Exercise goal: Copy the stretch of the duck season text from "The state has" through "the birds’ arrival.", reproducing it word for word.

If a commonly used metaphor compares obvious things to “like ducks take to water,” this ought to be a successful waterfowl season in Texas.
The state has abundant water for ducks this year in the sloughs, bayous, canals, ponds, rice fields, rivers, lakes, and bays all across the middle two-thirds of the state. From Beaumont to Baffin Bay, there’s abundant water. And feed. Prime waterfowl habitat isn’t confined to the coastal area, either. There’s welcoming habitat for ducks and geese all over Texas. September and October were wet. The rains came, and water is awaiting the birds’ arrival.
Texas is the end of the line in the United States for waterfowl migrating down the Central Flyway from Canada and the prairie pothole country of our northern states in route to a more hospitable place to spend the winter. Except during rare storms, our waters and feeding grounds remain unfrozen.
A record number of ducks is heading our way. Many are already here! Some will remain until time to head back north; some will pass on through to Mexico and Latin America. Enough will remain to make it a trophy season. TPWD’s Migratory Program Leader, Kevin Kraai, reported that the season looks extremely positive.
“As a duck biologist,” Kraai said, “things in Texas for this time of year could not look better.” He justified his outlook by referring to the conditions mentioned above. “This scenario is excellent for attracting ducks to winter in Texas,” he added, “and for them to have a successful breeding period finding a good mate, staying fat, and hopefully having a successful breeding season that will send more ducks to Texas next year.”
Kraai says last year’s breeding population was one of the best on record. Most species were unchanged from the previous year. Only pintails and scaups declined significantly. He says we are going to see a lot of ducks this year. But does that mean hunters will limit out?

Information provided:
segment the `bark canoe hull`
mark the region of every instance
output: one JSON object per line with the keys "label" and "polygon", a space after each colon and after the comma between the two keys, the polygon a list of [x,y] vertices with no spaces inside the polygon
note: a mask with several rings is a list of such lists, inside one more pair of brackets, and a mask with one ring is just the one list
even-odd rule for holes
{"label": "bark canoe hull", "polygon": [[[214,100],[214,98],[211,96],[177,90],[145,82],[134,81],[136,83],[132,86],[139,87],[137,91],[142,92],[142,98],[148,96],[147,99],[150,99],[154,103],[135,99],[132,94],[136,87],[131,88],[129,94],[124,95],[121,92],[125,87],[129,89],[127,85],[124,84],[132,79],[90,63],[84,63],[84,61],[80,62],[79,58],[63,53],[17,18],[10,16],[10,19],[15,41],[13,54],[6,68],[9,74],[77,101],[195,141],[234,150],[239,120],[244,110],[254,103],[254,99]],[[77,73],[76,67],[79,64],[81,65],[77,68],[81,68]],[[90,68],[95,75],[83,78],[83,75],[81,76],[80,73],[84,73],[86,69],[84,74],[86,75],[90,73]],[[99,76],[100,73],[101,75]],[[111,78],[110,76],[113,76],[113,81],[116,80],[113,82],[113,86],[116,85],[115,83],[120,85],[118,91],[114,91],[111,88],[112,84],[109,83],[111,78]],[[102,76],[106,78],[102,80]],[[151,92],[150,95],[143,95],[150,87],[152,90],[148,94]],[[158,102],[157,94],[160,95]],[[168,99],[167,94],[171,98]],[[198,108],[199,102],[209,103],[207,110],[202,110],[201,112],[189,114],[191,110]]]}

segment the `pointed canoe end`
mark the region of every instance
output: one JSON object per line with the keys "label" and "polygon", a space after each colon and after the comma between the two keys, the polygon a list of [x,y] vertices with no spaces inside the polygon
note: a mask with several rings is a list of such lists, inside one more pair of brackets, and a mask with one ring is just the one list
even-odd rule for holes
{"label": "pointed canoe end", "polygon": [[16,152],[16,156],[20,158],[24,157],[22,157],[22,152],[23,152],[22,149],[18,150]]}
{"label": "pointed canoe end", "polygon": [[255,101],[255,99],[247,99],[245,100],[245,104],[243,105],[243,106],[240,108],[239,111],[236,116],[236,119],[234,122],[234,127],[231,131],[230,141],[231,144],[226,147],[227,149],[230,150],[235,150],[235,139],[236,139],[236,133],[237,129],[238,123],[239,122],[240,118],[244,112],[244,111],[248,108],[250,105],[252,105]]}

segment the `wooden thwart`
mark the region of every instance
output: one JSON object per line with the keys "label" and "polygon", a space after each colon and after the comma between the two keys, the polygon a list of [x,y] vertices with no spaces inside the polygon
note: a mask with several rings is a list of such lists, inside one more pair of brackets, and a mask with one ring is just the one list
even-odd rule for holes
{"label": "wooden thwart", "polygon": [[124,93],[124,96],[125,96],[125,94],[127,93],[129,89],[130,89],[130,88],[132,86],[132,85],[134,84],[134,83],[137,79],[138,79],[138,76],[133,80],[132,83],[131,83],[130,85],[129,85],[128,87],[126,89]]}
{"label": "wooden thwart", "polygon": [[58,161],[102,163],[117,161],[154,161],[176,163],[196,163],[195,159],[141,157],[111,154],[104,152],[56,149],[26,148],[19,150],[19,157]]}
* * *
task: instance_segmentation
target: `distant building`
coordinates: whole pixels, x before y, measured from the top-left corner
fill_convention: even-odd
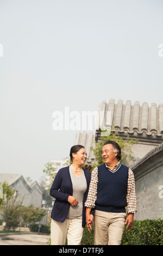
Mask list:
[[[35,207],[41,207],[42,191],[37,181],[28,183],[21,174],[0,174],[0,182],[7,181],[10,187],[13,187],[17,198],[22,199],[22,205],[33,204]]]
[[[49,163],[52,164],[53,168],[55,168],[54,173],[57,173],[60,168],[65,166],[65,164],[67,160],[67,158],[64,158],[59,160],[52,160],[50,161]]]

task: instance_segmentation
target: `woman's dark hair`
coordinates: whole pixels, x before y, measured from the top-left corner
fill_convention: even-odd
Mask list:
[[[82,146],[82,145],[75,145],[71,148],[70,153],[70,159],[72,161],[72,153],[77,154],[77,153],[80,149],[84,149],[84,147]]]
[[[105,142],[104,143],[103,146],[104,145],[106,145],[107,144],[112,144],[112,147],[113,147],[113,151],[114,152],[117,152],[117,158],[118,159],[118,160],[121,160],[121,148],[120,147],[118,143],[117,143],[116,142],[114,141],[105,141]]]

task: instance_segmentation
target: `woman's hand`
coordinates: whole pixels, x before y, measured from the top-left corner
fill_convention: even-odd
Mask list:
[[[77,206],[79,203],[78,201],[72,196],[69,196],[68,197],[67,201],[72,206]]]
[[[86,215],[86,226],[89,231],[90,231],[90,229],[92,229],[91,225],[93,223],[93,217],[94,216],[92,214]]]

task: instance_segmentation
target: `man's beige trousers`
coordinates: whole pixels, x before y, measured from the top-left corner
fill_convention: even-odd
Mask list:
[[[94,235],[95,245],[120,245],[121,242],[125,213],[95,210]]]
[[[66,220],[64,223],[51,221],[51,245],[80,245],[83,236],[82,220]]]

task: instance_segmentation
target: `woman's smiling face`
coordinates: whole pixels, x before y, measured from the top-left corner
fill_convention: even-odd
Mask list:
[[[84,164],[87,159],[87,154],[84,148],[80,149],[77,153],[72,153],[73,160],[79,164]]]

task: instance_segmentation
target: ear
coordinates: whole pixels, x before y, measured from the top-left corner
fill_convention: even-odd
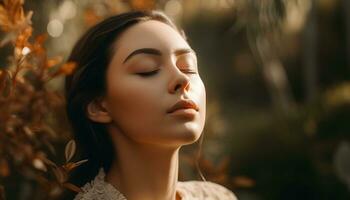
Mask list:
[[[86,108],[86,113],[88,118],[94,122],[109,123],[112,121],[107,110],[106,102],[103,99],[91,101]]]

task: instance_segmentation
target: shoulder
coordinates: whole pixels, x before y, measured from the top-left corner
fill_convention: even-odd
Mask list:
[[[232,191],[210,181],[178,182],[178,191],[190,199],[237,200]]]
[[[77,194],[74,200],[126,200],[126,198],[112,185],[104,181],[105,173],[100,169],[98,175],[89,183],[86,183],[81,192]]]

The completed task:
The state has abundant water for ducks this year in the sloughs, bayous, canals, ponds, rice fields, rivers, lakes, and bays all across the middle two-thirds of the state. From Beaumont to Baffin Bay, there’s abundant water. And feed. Prime waterfowl habitat isn’t confined to the coastal area, either. There’s welcoming habitat for ducks and geese all over Texas. September and October were wet. The rains came, and water is awaiting the birds’ arrival.